(Data listing)
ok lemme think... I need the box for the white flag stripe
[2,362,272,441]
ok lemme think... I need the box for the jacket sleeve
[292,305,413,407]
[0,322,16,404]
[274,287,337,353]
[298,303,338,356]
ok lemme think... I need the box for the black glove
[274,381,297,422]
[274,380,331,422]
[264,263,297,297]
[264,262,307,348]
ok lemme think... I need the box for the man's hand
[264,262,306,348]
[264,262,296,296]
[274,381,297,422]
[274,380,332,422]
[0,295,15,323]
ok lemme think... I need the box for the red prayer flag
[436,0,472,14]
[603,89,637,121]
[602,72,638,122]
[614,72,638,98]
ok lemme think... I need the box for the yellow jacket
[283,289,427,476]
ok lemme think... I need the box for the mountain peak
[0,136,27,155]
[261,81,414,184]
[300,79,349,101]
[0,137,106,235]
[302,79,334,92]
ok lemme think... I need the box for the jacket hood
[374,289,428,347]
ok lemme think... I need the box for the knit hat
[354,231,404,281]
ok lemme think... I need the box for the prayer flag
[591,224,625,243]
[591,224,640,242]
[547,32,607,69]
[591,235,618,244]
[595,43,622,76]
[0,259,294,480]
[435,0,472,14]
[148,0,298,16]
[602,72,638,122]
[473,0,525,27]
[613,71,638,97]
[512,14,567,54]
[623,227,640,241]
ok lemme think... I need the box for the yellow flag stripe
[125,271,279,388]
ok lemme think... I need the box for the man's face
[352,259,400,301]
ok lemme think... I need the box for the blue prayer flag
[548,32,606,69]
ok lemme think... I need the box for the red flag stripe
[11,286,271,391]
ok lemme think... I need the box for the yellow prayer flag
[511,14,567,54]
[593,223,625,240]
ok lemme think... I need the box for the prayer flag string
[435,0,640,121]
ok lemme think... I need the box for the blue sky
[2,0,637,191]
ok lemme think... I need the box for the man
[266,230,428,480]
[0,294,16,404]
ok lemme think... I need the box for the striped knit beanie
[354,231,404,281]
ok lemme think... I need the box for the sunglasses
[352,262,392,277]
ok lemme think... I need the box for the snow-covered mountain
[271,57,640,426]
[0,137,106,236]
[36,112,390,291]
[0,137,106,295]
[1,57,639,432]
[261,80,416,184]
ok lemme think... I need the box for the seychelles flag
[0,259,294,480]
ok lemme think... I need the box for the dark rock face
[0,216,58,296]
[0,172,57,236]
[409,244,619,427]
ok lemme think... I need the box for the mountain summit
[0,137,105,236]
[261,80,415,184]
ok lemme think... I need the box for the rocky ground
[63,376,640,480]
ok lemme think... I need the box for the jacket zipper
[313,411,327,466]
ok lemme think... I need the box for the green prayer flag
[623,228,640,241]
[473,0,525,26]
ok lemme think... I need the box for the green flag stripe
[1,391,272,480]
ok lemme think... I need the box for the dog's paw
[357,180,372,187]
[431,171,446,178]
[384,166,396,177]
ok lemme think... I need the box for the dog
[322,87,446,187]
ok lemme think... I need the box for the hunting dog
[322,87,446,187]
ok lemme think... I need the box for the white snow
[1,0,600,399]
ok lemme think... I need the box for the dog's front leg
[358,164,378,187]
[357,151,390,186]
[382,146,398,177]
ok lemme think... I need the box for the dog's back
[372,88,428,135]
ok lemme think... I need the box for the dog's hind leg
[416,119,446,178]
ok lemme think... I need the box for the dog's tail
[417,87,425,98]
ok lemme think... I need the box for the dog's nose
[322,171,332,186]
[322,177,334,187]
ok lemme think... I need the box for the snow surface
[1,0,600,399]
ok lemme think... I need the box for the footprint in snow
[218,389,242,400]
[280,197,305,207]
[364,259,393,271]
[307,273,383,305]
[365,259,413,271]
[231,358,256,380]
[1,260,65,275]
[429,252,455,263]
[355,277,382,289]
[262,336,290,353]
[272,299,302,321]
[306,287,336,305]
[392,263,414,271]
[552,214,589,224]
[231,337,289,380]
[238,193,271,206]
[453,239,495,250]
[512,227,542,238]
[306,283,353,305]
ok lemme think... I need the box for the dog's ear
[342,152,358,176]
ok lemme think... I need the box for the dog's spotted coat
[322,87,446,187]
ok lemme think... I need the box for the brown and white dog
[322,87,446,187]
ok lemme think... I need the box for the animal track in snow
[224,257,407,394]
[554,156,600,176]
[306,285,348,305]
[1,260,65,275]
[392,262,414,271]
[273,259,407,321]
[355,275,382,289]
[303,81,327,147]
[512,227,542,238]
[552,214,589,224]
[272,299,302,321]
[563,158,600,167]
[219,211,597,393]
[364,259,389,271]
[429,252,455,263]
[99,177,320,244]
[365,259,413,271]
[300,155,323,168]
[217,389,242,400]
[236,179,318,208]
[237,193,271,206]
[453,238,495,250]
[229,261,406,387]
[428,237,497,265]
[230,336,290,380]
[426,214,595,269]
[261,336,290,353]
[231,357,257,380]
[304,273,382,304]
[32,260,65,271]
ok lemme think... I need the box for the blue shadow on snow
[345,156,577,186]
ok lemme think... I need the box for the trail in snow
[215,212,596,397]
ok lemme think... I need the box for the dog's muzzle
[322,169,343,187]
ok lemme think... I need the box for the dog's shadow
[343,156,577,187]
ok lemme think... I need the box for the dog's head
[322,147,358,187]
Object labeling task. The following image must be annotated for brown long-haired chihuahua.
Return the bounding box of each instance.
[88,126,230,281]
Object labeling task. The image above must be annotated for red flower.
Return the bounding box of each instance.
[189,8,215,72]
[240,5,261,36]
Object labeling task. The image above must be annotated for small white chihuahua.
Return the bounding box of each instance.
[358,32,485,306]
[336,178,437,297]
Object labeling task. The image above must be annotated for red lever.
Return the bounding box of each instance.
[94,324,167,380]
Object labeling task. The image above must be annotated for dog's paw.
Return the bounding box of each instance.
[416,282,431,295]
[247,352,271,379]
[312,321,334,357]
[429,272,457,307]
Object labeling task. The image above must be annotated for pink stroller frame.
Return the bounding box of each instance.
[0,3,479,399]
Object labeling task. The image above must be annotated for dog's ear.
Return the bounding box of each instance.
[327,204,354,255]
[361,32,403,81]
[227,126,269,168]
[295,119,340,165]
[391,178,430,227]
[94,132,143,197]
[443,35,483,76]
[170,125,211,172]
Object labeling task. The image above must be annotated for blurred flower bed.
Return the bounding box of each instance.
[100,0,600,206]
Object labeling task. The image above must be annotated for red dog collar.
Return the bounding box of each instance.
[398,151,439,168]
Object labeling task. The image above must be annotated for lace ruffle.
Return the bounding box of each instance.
(End Data listing)
§ What the task requires
The answer must be every line from the records above that contains the word "labeling", copied in full.

§ Task answer
Object labeling task. The following image must be annotated for brown long-haired chihuahua.
Object labeling task. The image above must be annotated for red flower.
Object labeling task. The image above must be annotated for small white chihuahua.
Object labeling task. The image above must be annotated for red lever.
Object labeling task. The image above must be annotated for dog's paw.
Object labeling task. The image above must be annotated for pink stroller frame.
Object labeling task. The image above must be annotated for dog's ear.
Object labeling task. The image above must be annotated for blurred flower bed.
Object labeling task. The image above must be annotated for red dog collar.
Object labeling task. The image above must be annotated for lace ruffle.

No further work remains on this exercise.